# Scrivere correttamente i titoli delle canzoni francesi



## Sean Cappone

Salut 

Sono Sean da Torino, avevo già fatto un post simile, qualche anno or sono, per ciò che concerne i titoli delle canzoni in inglese. http://forum.wordreference.com/showthread.php?t=1634616&langid=14

Avrei bisogno ora, stando archiviando gli album dell'eccezionale, ormai puntino del cielo nella notte,Georges Bressens, ho bisogno di sapere con precisione come funzionano le regole per scrivere correttamente i titoli di libri, film e musica in francese. 

Attendo vostre direttive riguardanti quali lettere vanno in maiuscolo e quali in minuscoli relative a nomi, aggettivi, verbi, particelle, congiunzioni...

Grazie infinite, merci d'avance pour toutes vos réponses


----------



## matoupaschat

Ciao Sean,
Non ti posso dare le regole, ma ti posso dire che sulla copertina degli LP originali di Brassens tutto era a minuscole salvo la prima lettera della frase e dei soli nomi propri, mentre attualmente si segue piuttosto l'uso anglosassone, una maiuscola all'inizio di ogni parola... e a me, questo fa schifo!

**Consegna**
Ricopia per intero la discussione sui titoli delle canzoni francesi riportata sopra, senza cambiare nulla.

Voci di origine:
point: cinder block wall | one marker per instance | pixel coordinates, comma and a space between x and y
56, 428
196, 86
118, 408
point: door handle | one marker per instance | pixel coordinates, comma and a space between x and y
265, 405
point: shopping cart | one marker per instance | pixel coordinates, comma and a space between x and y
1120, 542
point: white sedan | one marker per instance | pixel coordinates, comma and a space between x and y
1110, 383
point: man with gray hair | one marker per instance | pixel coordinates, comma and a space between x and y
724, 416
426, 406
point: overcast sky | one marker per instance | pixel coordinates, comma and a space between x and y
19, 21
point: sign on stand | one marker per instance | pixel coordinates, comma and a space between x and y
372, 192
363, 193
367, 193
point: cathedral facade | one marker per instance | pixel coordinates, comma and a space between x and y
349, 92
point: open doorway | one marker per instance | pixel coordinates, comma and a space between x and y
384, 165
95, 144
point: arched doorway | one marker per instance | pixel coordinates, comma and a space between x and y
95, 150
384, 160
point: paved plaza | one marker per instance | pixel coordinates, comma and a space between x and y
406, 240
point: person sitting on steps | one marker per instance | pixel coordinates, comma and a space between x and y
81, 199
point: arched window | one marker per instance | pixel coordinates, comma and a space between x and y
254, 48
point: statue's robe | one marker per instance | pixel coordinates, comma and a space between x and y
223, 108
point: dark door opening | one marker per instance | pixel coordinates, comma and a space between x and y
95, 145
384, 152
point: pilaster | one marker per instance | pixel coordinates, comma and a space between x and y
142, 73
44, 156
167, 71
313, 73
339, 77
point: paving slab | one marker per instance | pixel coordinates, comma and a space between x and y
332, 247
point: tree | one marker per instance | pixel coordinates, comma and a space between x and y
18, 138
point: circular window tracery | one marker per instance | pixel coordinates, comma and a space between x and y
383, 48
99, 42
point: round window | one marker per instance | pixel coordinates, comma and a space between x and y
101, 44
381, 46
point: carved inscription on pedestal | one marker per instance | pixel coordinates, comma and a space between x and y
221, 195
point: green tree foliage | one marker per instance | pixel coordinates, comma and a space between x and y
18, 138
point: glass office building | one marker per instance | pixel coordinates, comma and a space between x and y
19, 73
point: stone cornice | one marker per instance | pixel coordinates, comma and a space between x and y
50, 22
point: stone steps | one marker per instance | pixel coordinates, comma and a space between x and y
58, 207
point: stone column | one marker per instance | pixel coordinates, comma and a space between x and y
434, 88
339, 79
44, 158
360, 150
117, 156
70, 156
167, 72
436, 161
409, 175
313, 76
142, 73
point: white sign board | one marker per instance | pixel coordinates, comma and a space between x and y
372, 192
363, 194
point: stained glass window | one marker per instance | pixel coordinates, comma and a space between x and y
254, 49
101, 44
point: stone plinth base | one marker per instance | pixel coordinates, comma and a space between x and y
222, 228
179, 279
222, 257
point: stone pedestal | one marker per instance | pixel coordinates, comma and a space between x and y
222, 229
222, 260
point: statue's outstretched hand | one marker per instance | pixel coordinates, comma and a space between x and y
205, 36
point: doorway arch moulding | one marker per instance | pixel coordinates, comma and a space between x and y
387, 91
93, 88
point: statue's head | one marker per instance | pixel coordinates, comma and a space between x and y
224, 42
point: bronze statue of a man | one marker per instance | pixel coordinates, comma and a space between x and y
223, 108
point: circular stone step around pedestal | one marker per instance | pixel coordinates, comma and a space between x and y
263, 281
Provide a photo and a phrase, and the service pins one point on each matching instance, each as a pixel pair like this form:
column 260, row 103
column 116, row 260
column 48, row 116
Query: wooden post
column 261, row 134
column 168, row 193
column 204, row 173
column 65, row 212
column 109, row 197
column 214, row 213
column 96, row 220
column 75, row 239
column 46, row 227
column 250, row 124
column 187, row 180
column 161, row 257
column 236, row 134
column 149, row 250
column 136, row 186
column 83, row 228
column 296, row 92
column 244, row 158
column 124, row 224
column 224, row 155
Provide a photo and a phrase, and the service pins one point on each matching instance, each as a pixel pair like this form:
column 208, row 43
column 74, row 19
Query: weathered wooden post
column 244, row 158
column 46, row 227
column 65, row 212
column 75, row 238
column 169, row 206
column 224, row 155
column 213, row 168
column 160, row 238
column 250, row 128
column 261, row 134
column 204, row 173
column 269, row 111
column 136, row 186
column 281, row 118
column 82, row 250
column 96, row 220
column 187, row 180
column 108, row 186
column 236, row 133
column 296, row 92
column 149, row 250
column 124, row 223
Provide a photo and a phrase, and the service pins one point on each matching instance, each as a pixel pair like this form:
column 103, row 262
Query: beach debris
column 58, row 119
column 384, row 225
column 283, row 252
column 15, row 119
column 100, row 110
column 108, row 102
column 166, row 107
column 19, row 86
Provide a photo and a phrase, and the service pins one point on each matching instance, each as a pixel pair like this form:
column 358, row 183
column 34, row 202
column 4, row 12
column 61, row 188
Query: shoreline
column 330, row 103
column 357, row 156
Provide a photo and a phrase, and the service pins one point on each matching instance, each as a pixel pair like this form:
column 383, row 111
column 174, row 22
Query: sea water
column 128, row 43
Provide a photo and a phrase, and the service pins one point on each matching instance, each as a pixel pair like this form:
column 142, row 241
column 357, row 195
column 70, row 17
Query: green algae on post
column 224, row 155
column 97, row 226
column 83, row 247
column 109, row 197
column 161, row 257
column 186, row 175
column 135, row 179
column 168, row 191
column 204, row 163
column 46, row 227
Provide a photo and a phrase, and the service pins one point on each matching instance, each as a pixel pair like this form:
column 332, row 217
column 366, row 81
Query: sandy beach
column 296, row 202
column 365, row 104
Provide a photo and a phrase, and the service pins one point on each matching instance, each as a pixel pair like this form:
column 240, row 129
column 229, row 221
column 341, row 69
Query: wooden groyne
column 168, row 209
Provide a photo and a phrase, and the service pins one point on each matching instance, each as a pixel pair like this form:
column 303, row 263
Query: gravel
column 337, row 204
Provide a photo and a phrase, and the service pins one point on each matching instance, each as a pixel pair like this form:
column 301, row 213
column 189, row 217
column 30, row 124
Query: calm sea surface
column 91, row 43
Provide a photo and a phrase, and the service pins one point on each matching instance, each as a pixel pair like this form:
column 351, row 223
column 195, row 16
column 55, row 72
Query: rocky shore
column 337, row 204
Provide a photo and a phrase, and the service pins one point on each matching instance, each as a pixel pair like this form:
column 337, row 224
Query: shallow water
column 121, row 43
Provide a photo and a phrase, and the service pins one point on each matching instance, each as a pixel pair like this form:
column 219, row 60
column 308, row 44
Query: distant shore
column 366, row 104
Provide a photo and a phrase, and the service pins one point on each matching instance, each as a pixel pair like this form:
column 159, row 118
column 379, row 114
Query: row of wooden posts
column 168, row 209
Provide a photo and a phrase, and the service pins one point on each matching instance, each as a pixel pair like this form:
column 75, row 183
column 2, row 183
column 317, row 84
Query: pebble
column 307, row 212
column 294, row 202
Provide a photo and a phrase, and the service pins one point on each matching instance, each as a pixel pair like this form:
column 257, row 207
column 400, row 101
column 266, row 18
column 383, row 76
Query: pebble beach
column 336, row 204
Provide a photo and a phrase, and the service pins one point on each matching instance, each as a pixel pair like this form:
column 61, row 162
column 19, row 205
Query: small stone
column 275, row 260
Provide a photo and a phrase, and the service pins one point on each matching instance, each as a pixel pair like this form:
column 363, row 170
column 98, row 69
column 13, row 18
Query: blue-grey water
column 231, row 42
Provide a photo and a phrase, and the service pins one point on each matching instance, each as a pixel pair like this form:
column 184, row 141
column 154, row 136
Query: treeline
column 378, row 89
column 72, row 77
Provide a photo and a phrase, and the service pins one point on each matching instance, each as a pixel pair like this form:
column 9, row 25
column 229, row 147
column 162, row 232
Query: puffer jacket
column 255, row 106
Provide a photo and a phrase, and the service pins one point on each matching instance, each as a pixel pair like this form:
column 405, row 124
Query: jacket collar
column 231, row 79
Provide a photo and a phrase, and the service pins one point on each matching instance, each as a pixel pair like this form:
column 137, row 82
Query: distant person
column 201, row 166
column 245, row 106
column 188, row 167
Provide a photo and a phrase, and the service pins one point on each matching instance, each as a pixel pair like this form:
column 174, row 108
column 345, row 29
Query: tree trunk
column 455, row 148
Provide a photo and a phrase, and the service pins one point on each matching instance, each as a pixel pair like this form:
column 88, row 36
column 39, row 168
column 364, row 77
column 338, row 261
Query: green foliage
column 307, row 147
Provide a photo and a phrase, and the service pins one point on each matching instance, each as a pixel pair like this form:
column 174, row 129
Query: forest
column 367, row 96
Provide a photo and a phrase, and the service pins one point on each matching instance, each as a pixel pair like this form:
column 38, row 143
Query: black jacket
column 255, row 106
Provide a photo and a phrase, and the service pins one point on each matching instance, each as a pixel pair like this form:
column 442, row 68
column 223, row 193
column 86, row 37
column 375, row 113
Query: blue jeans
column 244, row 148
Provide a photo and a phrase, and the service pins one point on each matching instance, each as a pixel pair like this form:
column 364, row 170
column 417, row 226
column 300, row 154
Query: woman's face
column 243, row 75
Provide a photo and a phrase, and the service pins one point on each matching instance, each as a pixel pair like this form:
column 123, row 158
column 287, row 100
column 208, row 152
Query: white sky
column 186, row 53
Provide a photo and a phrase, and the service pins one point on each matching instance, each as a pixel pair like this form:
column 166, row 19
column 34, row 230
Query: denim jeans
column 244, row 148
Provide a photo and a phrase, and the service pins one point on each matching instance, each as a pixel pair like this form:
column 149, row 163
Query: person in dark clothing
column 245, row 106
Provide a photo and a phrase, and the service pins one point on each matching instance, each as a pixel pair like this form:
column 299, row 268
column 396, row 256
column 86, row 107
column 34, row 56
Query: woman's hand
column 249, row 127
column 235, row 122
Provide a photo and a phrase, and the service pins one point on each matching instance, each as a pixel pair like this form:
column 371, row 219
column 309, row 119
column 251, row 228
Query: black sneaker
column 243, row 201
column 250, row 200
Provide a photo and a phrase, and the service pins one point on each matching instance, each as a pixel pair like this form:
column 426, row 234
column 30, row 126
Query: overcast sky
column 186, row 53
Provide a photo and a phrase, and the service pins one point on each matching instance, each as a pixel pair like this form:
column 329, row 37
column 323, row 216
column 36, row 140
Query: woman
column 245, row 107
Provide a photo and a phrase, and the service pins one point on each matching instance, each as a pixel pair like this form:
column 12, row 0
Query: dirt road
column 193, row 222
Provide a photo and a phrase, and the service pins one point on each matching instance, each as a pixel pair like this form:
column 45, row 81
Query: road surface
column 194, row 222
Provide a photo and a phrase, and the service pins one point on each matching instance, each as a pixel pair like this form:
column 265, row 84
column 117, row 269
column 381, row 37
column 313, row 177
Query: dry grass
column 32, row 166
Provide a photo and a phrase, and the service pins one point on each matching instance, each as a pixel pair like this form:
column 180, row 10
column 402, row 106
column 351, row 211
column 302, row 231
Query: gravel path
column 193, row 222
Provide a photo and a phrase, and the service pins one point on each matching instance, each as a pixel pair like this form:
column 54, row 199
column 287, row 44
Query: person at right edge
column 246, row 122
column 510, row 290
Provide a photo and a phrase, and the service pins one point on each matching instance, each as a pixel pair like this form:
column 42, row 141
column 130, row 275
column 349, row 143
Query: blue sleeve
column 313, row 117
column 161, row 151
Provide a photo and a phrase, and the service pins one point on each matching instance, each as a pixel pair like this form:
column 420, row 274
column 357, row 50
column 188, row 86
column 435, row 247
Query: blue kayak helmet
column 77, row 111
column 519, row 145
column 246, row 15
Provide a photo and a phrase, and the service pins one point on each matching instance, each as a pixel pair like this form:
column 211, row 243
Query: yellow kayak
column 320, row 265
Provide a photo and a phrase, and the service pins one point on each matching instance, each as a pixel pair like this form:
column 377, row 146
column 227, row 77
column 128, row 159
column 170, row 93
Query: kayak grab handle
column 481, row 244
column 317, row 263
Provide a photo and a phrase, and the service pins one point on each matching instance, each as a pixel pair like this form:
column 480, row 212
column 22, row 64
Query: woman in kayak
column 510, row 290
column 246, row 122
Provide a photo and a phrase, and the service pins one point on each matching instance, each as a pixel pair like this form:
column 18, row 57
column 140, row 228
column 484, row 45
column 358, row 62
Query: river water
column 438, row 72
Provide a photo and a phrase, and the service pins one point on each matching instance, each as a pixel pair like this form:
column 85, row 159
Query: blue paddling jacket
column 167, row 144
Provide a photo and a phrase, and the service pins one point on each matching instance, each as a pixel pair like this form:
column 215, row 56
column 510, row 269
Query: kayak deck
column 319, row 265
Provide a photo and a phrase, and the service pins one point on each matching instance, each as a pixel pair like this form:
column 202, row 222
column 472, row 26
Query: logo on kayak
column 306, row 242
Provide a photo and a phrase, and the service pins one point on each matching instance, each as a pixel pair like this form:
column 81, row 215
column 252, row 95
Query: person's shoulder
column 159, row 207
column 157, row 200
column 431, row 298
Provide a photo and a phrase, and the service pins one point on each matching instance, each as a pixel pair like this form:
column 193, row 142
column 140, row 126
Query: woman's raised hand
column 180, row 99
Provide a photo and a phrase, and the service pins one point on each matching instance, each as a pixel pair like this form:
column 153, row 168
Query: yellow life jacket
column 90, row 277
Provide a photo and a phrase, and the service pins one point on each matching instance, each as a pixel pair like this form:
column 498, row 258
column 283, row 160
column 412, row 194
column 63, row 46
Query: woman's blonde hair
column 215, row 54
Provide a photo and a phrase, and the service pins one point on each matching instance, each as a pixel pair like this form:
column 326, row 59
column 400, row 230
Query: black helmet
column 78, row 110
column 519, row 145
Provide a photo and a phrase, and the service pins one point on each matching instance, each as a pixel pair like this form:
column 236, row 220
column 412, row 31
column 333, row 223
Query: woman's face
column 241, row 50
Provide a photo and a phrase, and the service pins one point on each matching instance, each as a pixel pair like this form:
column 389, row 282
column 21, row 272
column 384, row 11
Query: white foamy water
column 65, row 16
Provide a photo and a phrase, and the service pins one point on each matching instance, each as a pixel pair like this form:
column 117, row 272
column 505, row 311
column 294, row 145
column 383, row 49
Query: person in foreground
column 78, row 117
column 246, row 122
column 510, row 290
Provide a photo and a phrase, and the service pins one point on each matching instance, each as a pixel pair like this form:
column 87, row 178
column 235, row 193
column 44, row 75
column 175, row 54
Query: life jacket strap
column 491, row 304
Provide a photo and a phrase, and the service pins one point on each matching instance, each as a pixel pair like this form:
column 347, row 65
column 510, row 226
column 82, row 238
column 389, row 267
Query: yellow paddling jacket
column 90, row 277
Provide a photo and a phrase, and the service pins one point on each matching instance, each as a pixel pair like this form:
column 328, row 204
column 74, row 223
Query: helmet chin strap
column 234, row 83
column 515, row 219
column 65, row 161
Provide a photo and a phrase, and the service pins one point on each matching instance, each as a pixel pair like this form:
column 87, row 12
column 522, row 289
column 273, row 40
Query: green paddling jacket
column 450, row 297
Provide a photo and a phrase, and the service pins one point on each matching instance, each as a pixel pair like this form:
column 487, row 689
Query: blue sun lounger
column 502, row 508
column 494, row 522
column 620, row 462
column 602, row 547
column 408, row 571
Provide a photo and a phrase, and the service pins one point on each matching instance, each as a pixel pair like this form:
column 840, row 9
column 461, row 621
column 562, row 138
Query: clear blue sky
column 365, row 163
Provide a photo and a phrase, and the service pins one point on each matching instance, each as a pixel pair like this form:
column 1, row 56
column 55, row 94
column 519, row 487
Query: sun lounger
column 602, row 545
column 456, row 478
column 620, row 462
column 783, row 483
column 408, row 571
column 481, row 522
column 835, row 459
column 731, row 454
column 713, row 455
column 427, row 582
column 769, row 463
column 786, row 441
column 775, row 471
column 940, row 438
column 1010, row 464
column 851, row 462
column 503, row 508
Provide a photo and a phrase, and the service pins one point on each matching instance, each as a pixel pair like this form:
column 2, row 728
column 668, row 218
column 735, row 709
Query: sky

**Soluzione**
# Scrivere correttamente i titoli delle canzoni francesi



## Sean Cappone

Salut 

Sono Sean da Torino, avevo già fatto un post simile, qualche anno or sono, per ciò che concerne i titoli delle canzoni in inglese. http://forum.wordreference.com/showthread.php?t=1634616&langid=14

Avrei bisogno ora, stando archiviando gli album dell'eccezionale, ormai puntino del cielo nella notte,Georges Bressens, ho bisogno di sapere con precisione come funzionano le regole per scrivere correttamente i titoli di libri, film e musica in francese. 

Attendo vostre direttive riguardanti quali lettere vanno in maiuscolo e quali in minuscoli relative a nomi, aggettivi, verbi, particelle, congiunzioni...

Grazie infinite, merci d'avance pour toutes vos réponses


----------



## matoupaschat

Ciao Sean,
Non ti posso dare le regole, ma ti posso dire che sulla copertina degli LP originali di Brassens tutto era a minuscole salvo la prima lettera della frase e dei soli nomi propri, mentre attualmente si segue piuttosto l'uso anglosassone, una maiuscola all'inizio di ogni parola... e a me, questo fa schifo!